Page extract:
Five Reductios of Mariolatry

She is qualifiedly Mother of God, and not the Queen of Heaven. And certainly not the Spouse of the Holy Spirit.

The standard syllogism used to establish that Mary is Mother of God runs this way:

Mary is mother of Jesus.
Jesus is God.
Therefore, Mary is mother of God.

What could be simpler and more obvious? Clearly, if you deny Mary the title “Mother of God,” you deny that Jesus is God! So goes the standard Catholic line.

I propose a reductio ad absurdum (1):

Whoever is mother of a person precedes him in time.
Mary is mother of God.
Therefore, Mary preceded God in time.

Here’s another (2):

By having sexual relations (or by insemination, anyway), a person’s mother brings him into being.
Mary is mother of God.
Therefore, by having sexual relations (or by insemination), Mary brought God into being.

For those lacking in logical training, a reductio ad absurdum attempts to show that a certain claim (here, that Mary is mother of God) is “absurd” by showing, through another argument, that the claim has unavoidable logical consequences that are themselves more obviously absurd.

Having argued with Catholics many times about such things,1 I know what the responses are. After the chest-beating self-righteous accusations of heresy and not believing that Jesus is God, the more reasonable Catholics will concede that it was not, exactly, an ordinary pregnancy. To that I respond, indeed, and therefore she was no ordinary mother. Does this have no consequences at all?

We do all agree (right? right?) that Mary did not precede God (the Son) in time nor bring him into being. Indeed, matters are quite the reverse: Mary bore her own creator when he came to live among us; and he existed from eternity, as she did not. But it is implied by the common notion of “mother” that a woman in some sense brings her child into being. We must not quibble about the sense, either, because regardless of the word’s proper definition, it is perfectly obvious and a very important point to admit that Mary did not bring God into being in the way that our own mothers brought us into being.

Dataset extract:

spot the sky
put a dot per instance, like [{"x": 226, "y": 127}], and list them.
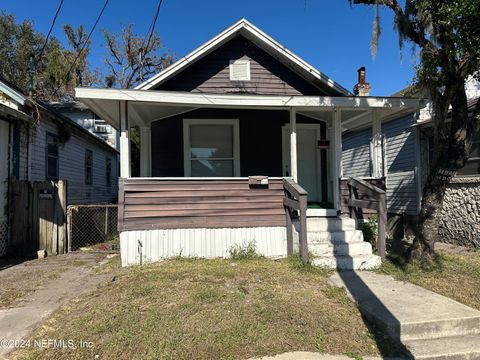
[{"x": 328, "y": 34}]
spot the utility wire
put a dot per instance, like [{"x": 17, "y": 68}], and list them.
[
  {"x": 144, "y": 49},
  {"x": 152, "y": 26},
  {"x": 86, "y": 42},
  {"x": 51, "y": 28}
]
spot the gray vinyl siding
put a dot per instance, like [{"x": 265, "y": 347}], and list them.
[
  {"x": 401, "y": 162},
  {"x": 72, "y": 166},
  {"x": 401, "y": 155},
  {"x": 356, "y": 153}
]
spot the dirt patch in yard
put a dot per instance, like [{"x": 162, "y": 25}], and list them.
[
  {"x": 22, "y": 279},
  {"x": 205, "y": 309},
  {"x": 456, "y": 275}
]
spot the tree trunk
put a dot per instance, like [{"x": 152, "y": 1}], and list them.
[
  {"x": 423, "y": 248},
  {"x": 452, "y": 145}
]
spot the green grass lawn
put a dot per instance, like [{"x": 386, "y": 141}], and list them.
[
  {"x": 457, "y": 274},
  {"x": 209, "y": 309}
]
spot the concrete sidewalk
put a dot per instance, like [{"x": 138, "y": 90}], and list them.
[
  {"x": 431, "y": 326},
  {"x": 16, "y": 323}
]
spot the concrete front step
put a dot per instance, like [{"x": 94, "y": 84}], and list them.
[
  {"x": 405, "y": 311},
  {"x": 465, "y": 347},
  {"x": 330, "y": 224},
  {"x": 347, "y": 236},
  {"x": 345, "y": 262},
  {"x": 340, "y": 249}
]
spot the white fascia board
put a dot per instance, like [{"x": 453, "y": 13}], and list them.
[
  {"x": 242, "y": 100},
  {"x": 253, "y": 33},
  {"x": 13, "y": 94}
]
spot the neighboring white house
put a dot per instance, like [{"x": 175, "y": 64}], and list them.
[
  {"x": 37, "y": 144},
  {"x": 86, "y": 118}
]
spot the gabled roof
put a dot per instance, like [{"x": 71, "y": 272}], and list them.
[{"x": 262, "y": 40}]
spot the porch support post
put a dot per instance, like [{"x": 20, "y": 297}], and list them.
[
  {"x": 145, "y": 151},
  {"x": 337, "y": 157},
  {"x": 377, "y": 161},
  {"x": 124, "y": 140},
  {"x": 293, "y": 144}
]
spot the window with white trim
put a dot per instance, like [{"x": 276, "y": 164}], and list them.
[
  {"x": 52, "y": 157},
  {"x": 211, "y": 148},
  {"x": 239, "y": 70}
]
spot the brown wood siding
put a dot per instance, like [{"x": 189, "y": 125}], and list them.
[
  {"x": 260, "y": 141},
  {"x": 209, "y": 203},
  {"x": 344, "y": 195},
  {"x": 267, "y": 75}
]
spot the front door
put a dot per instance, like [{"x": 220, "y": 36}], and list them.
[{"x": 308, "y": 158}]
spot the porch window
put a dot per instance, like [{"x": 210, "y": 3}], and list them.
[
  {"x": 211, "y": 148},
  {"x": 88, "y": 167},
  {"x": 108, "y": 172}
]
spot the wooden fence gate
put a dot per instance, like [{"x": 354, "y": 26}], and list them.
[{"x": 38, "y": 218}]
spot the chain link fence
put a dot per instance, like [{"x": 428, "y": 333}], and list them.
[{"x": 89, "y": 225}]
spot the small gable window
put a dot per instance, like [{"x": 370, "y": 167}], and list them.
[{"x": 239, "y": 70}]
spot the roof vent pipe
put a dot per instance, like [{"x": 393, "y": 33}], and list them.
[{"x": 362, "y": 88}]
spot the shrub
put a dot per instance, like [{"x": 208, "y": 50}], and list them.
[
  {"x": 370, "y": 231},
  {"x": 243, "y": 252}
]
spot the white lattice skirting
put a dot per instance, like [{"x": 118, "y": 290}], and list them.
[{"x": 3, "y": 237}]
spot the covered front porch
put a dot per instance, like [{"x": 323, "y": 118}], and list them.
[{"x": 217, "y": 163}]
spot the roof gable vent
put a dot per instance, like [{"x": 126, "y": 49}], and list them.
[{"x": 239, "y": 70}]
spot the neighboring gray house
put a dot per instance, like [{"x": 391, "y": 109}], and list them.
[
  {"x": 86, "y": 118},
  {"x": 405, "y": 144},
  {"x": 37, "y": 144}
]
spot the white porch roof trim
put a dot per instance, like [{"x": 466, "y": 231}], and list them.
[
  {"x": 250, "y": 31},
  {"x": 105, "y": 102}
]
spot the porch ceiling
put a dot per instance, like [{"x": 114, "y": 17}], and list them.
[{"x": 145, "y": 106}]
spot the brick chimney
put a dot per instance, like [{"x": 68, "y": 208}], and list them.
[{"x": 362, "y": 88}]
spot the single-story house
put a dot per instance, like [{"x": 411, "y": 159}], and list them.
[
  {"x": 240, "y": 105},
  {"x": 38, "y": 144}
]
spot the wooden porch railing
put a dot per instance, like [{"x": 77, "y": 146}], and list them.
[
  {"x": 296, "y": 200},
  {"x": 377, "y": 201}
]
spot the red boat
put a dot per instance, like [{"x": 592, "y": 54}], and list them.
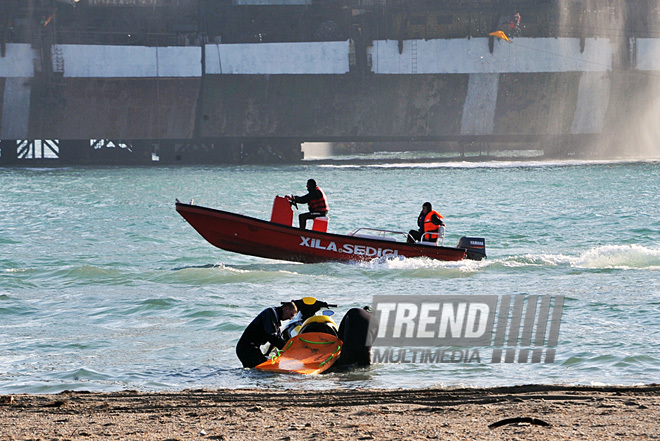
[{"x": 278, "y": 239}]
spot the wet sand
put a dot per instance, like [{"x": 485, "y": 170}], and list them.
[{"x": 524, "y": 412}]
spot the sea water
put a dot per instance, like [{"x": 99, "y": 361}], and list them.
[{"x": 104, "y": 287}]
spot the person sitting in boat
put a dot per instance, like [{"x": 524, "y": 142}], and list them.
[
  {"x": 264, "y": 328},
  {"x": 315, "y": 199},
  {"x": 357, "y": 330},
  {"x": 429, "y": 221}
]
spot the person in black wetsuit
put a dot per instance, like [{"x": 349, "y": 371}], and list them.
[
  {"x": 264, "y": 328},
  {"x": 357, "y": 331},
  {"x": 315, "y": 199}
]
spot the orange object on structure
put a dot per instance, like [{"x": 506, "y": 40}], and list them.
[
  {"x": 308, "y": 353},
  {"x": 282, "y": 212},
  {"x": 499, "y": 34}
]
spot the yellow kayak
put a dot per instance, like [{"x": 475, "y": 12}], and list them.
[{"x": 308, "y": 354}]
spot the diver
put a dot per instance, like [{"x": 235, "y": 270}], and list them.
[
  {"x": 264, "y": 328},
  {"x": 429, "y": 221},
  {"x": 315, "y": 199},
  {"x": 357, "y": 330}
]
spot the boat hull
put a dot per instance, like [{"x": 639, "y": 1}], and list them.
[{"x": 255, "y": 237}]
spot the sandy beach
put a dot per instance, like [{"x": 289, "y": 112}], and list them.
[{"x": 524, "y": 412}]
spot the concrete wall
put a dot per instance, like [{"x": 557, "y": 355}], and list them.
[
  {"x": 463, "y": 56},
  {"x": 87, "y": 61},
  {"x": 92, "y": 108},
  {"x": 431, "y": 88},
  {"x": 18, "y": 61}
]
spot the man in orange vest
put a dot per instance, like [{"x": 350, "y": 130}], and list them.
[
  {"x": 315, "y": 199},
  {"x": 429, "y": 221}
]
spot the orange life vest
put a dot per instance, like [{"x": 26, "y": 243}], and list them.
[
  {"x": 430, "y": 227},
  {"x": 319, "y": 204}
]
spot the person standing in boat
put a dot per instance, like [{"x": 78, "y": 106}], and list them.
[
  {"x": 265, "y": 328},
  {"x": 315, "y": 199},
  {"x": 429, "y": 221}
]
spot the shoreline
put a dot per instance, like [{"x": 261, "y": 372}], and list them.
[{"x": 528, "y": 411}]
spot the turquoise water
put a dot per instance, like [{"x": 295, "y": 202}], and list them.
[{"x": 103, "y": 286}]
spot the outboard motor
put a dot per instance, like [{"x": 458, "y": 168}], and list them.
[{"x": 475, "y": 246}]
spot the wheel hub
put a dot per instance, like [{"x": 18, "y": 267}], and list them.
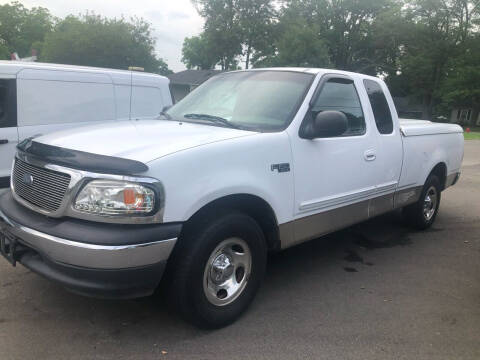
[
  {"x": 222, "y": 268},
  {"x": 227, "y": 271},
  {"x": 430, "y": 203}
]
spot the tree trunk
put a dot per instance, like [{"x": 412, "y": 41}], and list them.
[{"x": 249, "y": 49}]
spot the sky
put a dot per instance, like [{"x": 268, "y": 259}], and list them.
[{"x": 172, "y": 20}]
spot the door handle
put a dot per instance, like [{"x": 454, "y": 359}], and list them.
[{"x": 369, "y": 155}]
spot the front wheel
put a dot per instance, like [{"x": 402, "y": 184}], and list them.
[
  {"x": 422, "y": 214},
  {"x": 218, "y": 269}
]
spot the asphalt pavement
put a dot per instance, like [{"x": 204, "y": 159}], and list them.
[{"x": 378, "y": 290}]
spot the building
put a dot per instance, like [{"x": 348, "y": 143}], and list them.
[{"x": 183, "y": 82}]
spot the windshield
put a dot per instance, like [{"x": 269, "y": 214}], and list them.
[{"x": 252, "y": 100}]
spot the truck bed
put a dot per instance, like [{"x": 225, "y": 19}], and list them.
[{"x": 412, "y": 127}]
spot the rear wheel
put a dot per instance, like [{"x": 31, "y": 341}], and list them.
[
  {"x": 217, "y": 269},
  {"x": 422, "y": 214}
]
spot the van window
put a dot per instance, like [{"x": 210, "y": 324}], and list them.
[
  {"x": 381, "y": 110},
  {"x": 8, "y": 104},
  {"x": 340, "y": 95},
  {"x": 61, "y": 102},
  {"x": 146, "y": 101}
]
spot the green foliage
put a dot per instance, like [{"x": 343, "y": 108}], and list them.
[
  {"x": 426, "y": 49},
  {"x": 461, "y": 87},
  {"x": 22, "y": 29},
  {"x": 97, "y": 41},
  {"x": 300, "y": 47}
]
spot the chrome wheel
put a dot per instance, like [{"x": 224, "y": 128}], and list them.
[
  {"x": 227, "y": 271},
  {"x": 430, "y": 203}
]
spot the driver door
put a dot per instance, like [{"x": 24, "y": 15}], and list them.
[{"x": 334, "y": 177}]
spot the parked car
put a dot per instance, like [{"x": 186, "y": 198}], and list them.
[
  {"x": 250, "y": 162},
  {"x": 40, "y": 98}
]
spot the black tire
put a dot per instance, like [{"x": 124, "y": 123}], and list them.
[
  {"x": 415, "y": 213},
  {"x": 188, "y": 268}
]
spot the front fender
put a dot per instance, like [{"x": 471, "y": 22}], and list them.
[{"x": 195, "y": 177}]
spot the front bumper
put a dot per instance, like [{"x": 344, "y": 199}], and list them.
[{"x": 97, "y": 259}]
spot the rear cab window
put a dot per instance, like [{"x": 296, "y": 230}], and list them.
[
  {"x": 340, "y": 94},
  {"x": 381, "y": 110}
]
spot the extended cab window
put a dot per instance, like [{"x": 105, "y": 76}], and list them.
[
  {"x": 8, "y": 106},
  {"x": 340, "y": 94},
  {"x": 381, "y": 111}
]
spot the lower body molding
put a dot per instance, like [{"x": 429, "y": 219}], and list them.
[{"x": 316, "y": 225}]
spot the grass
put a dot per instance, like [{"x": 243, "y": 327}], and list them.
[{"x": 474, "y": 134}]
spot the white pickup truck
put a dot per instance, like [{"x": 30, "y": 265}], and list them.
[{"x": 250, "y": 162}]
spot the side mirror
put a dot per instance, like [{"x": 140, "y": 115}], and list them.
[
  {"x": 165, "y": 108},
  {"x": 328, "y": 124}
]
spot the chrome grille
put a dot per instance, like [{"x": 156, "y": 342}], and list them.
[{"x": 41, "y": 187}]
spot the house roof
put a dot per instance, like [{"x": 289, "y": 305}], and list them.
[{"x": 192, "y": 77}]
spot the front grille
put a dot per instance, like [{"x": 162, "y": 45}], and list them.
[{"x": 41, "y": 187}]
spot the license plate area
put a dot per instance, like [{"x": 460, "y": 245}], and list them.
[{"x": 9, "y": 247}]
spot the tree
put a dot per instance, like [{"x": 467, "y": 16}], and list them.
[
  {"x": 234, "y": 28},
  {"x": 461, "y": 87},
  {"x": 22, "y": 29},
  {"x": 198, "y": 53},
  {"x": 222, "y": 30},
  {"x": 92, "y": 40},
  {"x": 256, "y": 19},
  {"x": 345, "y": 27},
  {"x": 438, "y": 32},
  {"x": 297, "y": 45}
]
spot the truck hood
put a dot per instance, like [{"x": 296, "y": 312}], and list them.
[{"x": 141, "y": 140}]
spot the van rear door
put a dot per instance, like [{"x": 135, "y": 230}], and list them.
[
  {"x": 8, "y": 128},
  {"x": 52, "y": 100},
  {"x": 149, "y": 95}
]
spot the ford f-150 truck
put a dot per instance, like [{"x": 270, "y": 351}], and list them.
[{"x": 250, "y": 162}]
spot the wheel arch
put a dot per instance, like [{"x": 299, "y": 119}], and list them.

To be done:
[1] In the article on Mariolatry, what conclusion does the first reductio ad absurdum reach?
[2] List every title for Mary that the opening sentences of the article on Mariolatry mention.
The listing comes from a separate source, not from the article on Mariolatry.

Task solutions:
[1] Mary preceded God in time.

[2] Mother of God; Queen of Heaven; Spouse of the Holy Spirit